- _SOURCE_:
□ □ □ □ □ □ □

Judy May Chu (born July 7, 1953) is an American politician serving as the U.S. representative for . A member of the Democratic Party, she has held a seat in Congress since 2009, representing  until redistricting. Chu is the first Chinese American woman elected to Congress.

Chu was elected to the California Board of Equalization in 2007, representing the 4th district. She previously served on the Garvey Unified School District Board of Education, on the Monterey Park City Council (with three terms as mayor) and in the California State Assembly. Chu ran in the 32nd congressional district special election for the seat vacated by Hilda Solis after Solis was confirmed as President Obama's Secretary of Labor in 2009. She defeated Republican candidate Betty Tom Chu and Libertarian candidate Christopher Agrella in a runoff election on July 14, 2009. Chu was redistricted to the 27th district in 2012, but still reelected to a third term, defeating Republican challenger Jack Orswell.

Early life
Chu was born in 1953 in Los Angeles. Her father, Judson Chu, was a Chinese American World War II veteran born in California, and her mother, May, was a war bride originally from Jiangmen, Guangdong. Chu grew up in South Los Angeles, near 62nd Street and Normandie Avenue, until her early teen years, when the family moved to the Bay Area.

Education
In 1974, Chu earned a B.A. degree in mathematics from UCLA. In 1979, she earned a Ph.D. degree in psychology from the California School of Professional Psychology of Alliant International University's Los Angeles campus.

Career

Academic
Chu taught psychology in the Los Angeles Community College District for 20 years, including 13 years at East Los Angeles College.

Local politics

Chu's first elected position was as a board member for the Garvey School District in Rosemead, California in 1985.

In 1988, Chu was elected to the city council of Monterey Park, California. In 1989, she became mayor of Monterey Park and served until 1994. Chu was mayor for three terms.

Chu ran for the California State Assembly in 1994, but lost the Democratic primary to Diane Martinez; in 1998, she lost the primary to Gloria Romero.

Chu was elected to the State Assembly on May 15, 2001, following a special election after Romero was elected to the State Senate. She was elected to a full term in 2002 and reelected in 2004. The district includes Alhambra, El Monte, Duarte, Monterey Park, Rosemead, San Gabriel, San Marino, and South El Monte, within Los Angeles County.

□ □ □ □ □ □ □

- _EXTRACTED ENTRIES_:
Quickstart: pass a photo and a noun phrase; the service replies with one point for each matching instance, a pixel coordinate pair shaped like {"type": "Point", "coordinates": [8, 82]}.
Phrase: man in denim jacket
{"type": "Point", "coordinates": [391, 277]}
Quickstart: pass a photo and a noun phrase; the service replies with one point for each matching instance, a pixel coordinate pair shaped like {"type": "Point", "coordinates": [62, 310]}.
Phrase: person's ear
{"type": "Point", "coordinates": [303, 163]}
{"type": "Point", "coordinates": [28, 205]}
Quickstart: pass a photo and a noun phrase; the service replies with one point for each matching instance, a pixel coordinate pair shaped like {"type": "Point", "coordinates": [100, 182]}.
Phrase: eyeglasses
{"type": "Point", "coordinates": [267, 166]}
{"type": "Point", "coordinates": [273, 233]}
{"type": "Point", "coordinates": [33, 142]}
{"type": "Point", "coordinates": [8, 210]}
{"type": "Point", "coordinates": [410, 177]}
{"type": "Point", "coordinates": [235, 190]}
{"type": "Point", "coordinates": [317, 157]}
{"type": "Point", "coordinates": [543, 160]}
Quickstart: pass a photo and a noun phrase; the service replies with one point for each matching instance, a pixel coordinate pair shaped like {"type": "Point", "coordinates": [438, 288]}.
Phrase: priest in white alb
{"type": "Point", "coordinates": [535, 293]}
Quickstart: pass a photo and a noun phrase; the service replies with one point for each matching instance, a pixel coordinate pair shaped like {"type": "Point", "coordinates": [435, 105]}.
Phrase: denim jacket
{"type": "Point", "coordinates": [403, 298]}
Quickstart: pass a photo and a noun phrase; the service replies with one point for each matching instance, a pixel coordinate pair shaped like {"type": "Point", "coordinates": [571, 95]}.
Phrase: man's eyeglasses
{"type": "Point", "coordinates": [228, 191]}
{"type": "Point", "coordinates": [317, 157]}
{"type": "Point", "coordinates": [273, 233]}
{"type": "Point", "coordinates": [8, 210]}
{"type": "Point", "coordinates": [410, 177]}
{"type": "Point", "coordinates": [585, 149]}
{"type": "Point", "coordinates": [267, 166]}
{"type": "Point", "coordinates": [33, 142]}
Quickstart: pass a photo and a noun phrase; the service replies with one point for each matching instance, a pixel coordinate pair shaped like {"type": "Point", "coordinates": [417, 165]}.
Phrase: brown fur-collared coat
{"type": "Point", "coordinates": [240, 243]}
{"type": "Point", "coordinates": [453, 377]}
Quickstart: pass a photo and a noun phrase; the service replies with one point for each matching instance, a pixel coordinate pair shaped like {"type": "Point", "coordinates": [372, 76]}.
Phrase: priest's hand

□ □ □ □ □ □ □

- _AIM OF THE TASK_: Copy out the passage from the Judy Chu biography word for word, starting at "Chu's first elected" and ending at "for three terms.".

- _SOLUTION_:
Chu's first elected position was as a board member for the Garvey School District in Rosemead, California in 1985.

In 1988, Chu was elected to the city council of Monterey Park, California. In 1989, she became mayor of Monterey Park and served until 1994. Chu was mayor for three terms.